The following week, we were on holiday in Padstow. We had hoped to make a return to Eden Project parkrun, which we loved doing in 2019, but it wasn’t on. So we opted for Lanhydrock, at a National Trust property near Bodmin. We’d heard it was a very hilly one and my daughter definitely wasn’t keen!  She was even less keen when we arrived in torrential rain.

Lanhydrock, National Trust, Cornwall, Bodmin, Lanhydrock parkrun

Heading for the start line at Lanhydrock

The rain eased off a bit, then came down more heavily. My daughter decided to stay in the car and I thought she would regret it. You never regret doing a parkrun, but you do regret not doing them. She regretted not doing Killerton in 2018. But my younger son joined us for his first parkrun in a long time.

Lanhydrock actually had a lot in common with Killerton, and it also slightly reminded me of Worcester parkrun.

My husband said he was going to take it easy, but then he and my son were off like a rocket. The course started downhill and I was running pretty fast too. There were lots of fast women and fast kids around.

The rain got heavier and heavier. It felt pleasant running under the trees, but then it got too much even for the trees.

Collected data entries
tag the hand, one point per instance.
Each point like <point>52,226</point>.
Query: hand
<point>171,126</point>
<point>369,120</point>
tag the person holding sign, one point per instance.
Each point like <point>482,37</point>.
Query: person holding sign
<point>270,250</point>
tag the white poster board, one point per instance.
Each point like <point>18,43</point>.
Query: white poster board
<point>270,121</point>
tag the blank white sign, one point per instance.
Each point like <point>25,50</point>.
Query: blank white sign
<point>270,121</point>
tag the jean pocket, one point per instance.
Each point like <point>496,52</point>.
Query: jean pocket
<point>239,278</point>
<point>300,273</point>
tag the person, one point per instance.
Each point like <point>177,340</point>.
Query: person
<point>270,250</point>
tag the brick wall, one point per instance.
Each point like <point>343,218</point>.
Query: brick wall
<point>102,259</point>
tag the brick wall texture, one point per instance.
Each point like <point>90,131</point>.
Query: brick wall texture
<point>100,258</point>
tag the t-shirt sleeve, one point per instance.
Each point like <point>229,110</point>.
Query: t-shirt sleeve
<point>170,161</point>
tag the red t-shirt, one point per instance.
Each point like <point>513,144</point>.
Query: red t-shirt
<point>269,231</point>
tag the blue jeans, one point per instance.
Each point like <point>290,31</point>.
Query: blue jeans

Task set:
**1)** Answer these questions about the Lanhydrock parkrun account.
(a) In which town were the family on holiday?
(b) Which parkrun did the daughter regret not doing in 2018?
(c) Besides Killerton, which parkrun did Lanhydrock slightly bring to mind?
**2)** In the Lanhydrock parkrun account, switch "Padstow" to "St Ives" and write out the passage starting with "The following week, we" and going on through "in torrential rain.".
**3)** Continue the account of the rainy Lanhydrock parkrun from the point where it stops.

Responses by task:
**1)**
(a) Padstow
(b) Killerton
(c) Worcester parkrun

**2)**
The following week, we were on holiday in St Ives. We had hoped to make a return to Eden Project parkrun, which we loved doing in 2019, but it wasn’t on. So we opted for Lanhydrock, at a National Trust property near Bodmin. We’d heard it was a very hilly one and my daughter definitely wasn’t keen!  She was even less keen when we arrived in torrential rain.

**3)**
At the bottom of the hill was a two lap bit, which was also quite downhill and only slightly uphill. You didn’t even realise you were on the lap bit until you’d done the first one. Although not running through thick mud, we were running along woodland trails, which were coated in mud and puddles. Everyone’s legs were thick with black mud.

Son, Teenager, Running, parkrun, Lanhydrock parkrun, Mud

My son running up the hill. Look at that mud!

At the end of the second lap came the uphill. And it was LONG.

I looked at my watch and was horrified to see it was only on 2.25 miles. I saw my son walking ahead of me. He started running just as I caught him up, but then we both had to walk. Nearly everyone was walking.

I had no idea how long the hill was going to last and whether, once we started going downhill, that it would be downhill all the way. Although apparently the marshal actually told my son ‘No more uphill after this bit’, so he had the confidence to sprint.

When I saw the Lanhydrock building at last, I knew it was nearly over, so I sprinted downhill and towards the finish line.

I was soaked to the skin. We all were.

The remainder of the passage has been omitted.